▶ _PROBLEMS TO WORK ON_
1/ Transcribe part of the Callao Naval Base passage word for word, starting at the words "Garrison information" and ending after "Research Unit Six.".
2/ According to the Callao Naval Base passage, on what date did the project to modernize the base begin?

▶ _SUPPLIED PASSAGE_
Garrison information
- Current commander: V.A. Jorge Millones Gonzales

= Callao Naval Base =

Main naval base of the Peruvian Navy

Callao Naval Base (Base Naval del Callao) is the main naval base of the Peruvian Navy. Located north of the main port of Callao, it is also a high-security prison, where members of terrorist groups such as the Shining Path and the Túpac Amaru Revolutionary Movement (MRTA) are located. The base hosts a dockyard and naval aviation base, as well as the Naval Medical Center, which contains the U.S. Navy's Naval Medical Research Unit Six.

==History==
The naval base was first built in the 1930s as a levee and a naval arsenal. In 1992, then presidential advisor Vladimiro Montesinos proposed the construction of a penitentiary centre in the base, where he himself was confined after he was extradited from Venezuela in June 2001.

A project to modernize the base started in the northern part of the facility on June 21, 2023. In January 2026, the U.S. approved US$1.5 billion in equipment and services for the base.

▶ _SUPPLIED RECORDS_

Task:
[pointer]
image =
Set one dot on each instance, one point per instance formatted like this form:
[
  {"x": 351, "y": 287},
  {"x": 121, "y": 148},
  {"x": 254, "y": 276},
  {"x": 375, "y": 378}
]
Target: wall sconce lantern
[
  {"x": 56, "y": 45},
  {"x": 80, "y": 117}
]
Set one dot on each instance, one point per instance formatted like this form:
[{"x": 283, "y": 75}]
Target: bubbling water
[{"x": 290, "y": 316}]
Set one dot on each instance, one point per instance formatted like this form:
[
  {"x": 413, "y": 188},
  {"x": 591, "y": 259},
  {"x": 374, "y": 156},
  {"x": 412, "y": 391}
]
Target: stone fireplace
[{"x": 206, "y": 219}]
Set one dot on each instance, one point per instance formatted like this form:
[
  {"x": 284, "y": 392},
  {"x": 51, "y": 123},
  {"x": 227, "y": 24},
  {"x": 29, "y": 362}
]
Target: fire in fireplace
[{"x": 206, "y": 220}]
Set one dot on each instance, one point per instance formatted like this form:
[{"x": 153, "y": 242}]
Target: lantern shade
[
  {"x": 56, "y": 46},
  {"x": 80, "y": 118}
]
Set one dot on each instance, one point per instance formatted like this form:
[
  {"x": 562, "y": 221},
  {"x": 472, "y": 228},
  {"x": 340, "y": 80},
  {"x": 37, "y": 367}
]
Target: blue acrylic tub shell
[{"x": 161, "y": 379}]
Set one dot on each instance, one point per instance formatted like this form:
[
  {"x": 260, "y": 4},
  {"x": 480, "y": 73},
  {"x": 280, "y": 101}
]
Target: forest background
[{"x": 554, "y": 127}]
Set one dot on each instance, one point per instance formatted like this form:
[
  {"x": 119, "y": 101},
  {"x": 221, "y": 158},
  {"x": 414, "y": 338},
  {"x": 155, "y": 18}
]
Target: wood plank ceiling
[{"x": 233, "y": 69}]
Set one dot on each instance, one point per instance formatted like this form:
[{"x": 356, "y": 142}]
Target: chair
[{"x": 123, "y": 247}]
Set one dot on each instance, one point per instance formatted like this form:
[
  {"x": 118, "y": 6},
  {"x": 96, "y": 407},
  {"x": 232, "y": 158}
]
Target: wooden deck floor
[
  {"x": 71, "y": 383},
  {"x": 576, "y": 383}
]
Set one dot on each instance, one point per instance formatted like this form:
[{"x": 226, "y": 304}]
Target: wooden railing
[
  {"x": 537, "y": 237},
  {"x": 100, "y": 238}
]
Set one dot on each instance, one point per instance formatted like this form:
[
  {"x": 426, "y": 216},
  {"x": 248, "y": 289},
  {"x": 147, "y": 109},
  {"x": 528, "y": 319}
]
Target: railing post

▶ _ANSWERS TO THIS EXERCISE_
1/
Garrison information
- Current commander: V.A. Jorge Millones Gonzales

= Callao Naval Base =

Main naval base of the Peruvian Navy

Callao Naval Base (Base Naval del Callao) is the main naval base of the Peruvian Navy. Located north of the main port of Callao, it is also a high-security prison, where members of terrorist groups such as the Shining Path and the Túpac Amaru Revolutionary Movement (MRTA) are located. The base hosts a dockyard and naval aviation base, as well as the Naval Medical Center, which contains the U.S. Navy's Naval Medical Research Unit Six.

2/ June 21, 2023